DATA PROVIDED:
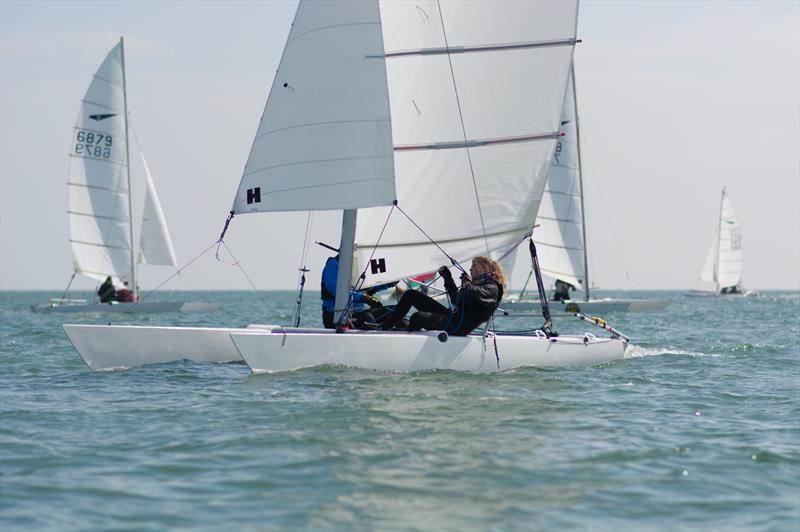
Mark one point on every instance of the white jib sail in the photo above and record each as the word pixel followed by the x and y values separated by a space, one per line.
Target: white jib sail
pixel 476 91
pixel 559 237
pixel 729 265
pixel 155 244
pixel 99 217
pixel 325 140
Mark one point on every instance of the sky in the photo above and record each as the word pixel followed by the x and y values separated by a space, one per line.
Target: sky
pixel 676 100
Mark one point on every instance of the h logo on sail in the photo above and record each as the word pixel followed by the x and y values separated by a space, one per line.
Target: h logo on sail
pixel 253 195
pixel 377 266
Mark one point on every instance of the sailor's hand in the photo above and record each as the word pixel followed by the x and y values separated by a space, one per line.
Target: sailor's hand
pixel 372 301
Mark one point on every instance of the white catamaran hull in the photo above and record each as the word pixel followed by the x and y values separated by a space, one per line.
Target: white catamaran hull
pixel 593 307
pixel 274 348
pixel 289 349
pixel 162 306
pixel 107 347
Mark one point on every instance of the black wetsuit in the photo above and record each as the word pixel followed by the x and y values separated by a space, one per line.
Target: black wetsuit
pixel 474 303
pixel 106 292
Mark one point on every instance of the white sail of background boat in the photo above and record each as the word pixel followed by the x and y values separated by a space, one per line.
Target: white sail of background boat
pixel 561 233
pixel 101 210
pixel 451 109
pixel 722 270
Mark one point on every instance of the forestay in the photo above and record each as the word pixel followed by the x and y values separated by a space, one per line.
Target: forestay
pixel 559 237
pixel 474 129
pixel 99 215
pixel 325 140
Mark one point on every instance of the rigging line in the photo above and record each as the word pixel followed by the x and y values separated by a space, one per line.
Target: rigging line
pixel 301 281
pixel 453 261
pixel 238 264
pixel 177 272
pixel 463 128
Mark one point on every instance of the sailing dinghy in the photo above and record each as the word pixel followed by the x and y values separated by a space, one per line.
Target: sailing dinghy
pixel 416 120
pixel 101 204
pixel 561 235
pixel 722 272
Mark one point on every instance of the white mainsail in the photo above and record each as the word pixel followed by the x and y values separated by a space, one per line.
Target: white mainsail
pixel 729 254
pixel 324 141
pixel 476 91
pixel 560 235
pixel 99 215
pixel 155 244
pixel 724 262
pixel 99 203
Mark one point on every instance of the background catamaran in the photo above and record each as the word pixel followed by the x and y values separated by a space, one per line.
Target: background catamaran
pixel 722 271
pixel 561 233
pixel 417 121
pixel 101 220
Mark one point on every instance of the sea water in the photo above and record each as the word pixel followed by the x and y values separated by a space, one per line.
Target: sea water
pixel 697 429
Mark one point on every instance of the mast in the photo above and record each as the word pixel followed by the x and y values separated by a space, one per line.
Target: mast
pixel 345 264
pixel 134 287
pixel 580 181
pixel 719 237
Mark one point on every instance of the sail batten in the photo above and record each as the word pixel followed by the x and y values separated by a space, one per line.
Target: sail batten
pixel 484 48
pixel 479 142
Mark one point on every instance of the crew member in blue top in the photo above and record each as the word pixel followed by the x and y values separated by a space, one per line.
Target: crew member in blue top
pixel 366 307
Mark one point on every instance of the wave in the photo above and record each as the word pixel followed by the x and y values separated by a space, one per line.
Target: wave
pixel 635 351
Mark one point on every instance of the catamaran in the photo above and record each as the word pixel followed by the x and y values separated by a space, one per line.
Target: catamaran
pixel 101 201
pixel 561 233
pixel 722 272
pixel 431 125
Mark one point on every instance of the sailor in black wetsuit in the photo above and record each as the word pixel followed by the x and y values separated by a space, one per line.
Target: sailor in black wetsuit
pixel 366 307
pixel 473 304
pixel 107 292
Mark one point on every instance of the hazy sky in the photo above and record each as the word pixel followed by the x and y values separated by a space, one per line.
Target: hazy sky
pixel 676 100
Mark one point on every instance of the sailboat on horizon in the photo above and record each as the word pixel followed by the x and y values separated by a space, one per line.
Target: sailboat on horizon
pixel 416 121
pixel 722 271
pixel 101 219
pixel 560 234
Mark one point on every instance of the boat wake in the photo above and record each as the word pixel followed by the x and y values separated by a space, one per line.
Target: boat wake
pixel 635 351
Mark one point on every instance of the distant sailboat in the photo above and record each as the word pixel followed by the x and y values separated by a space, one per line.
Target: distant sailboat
pixel 561 236
pixel 722 272
pixel 101 205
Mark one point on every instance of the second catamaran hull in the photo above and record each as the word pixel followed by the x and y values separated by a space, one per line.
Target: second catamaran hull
pixel 108 347
pixel 288 349
pixel 593 307
pixel 273 348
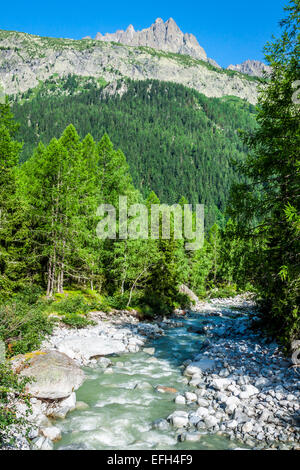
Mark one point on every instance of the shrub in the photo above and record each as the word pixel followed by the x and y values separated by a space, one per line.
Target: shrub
pixel 23 326
pixel 72 305
pixel 11 385
pixel 77 321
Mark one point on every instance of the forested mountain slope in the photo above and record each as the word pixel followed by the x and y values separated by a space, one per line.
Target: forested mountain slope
pixel 177 141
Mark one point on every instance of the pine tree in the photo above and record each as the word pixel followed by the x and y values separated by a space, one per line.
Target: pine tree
pixel 9 207
pixel 267 208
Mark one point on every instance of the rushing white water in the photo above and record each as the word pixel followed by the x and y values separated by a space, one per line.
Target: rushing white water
pixel 120 416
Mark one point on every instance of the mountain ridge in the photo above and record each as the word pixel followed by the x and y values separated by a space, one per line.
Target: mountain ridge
pixel 164 36
pixel 26 60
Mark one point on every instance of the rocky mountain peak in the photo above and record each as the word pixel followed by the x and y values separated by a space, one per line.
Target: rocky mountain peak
pixel 253 68
pixel 165 36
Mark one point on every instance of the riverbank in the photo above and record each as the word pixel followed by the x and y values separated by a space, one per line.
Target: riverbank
pixel 234 384
pixel 242 384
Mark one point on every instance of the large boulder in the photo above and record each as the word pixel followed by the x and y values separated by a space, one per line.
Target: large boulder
pixel 197 367
pixel 55 375
pixel 86 348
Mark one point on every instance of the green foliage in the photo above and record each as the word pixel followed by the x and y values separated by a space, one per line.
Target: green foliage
pixel 23 326
pixel 77 321
pixel 71 305
pixel 11 384
pixel 267 209
pixel 173 137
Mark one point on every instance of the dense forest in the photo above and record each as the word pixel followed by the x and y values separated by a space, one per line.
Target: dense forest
pixel 60 159
pixel 177 141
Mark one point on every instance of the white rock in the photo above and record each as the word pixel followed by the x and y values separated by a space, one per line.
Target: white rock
pixel 210 421
pixel 62 408
pixel 43 443
pixel 220 384
pixel 232 424
pixel 202 412
pixel 191 396
pixel 180 400
pixel 53 433
pixel 247 427
pixel 92 346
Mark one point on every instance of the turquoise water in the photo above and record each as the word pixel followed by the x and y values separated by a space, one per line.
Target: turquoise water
pixel 121 417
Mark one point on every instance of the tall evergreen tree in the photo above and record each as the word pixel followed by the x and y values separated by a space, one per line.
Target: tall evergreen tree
pixel 268 207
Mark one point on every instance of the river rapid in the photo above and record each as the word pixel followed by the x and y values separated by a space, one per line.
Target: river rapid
pixel 120 416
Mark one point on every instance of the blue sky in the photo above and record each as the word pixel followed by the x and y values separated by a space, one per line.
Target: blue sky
pixel 230 31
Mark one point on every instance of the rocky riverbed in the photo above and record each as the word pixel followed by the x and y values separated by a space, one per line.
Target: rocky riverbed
pixel 201 380
pixel 242 385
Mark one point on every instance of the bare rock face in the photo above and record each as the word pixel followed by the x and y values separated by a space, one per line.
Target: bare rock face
pixel 162 36
pixel 55 375
pixel 25 60
pixel 254 68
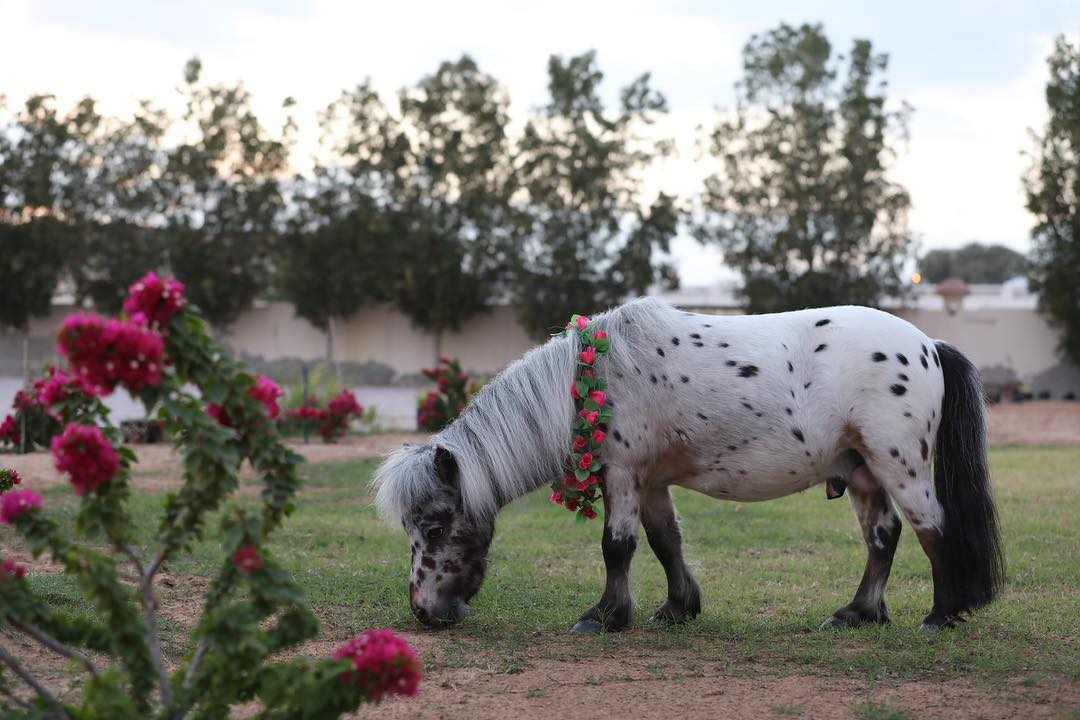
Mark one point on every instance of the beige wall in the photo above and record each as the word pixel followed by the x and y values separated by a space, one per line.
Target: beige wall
pixel 1018 339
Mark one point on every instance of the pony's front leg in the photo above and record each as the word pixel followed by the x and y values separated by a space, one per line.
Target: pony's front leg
pixel 616 608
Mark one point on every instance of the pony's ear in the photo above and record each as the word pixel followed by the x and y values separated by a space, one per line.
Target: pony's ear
pixel 446 466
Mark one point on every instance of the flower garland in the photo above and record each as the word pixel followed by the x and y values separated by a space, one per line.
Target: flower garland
pixel 578 490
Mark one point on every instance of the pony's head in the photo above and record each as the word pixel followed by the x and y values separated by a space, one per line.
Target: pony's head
pixel 421 486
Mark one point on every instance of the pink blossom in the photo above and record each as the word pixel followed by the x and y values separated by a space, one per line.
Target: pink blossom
pixel 589 416
pixel 247 559
pixel 107 353
pixel 382 664
pixel 153 300
pixel 15 503
pixel 86 456
pixel 10 569
pixel 266 391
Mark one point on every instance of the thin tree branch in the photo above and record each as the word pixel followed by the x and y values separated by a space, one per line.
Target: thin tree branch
pixel 56 646
pixel 152 640
pixel 50 700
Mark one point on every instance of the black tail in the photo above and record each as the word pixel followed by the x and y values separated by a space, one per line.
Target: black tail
pixel 973 565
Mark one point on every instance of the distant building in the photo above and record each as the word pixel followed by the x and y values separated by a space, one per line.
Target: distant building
pixel 995 325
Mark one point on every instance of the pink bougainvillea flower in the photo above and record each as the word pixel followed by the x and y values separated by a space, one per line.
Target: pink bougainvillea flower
pixel 84 453
pixel 247 559
pixel 10 569
pixel 107 353
pixel 589 416
pixel 382 664
pixel 266 391
pixel 153 300
pixel 15 503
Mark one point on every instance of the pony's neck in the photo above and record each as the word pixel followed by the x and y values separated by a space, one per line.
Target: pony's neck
pixel 515 433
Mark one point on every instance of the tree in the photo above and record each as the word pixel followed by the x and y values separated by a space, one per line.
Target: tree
pixel 591 240
pixel 223 199
pixel 1053 190
pixel 974 262
pixel 801 204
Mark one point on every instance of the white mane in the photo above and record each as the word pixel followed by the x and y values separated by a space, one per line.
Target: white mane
pixel 515 433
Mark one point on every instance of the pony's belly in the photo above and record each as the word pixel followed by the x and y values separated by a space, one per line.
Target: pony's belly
pixel 750 487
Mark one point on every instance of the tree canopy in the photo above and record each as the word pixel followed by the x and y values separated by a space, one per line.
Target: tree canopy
pixel 801 203
pixel 1053 189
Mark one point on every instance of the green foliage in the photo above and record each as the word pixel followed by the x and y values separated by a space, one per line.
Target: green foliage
pixel 801 204
pixel 1053 198
pixel 251 613
pixel 589 242
pixel 974 262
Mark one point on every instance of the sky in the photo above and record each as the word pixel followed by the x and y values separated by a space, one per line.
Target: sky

TASK BRIEF: Only one stretch of the entries above is wanted: the lines from the one containing "Target: forestay" through the one containing "Mark one point on every instance of the sailing". Please reproduce it exactly.

OUTPUT FOR THIS TASK:
Target: forestay
pixel 559 237
pixel 474 129
pixel 99 215
pixel 325 140
Mark one point on every instance of the rigging line in the photo above and record each as the word pixel followed by the x and y values separated by a space, one per line.
Target: rigging line
pixel 301 281
pixel 453 261
pixel 238 264
pixel 177 272
pixel 463 128
Mark one point on every instance of the sailing dinghy in the photo above and record each as the word pixel followed by the x and y values separated by a space, one per line.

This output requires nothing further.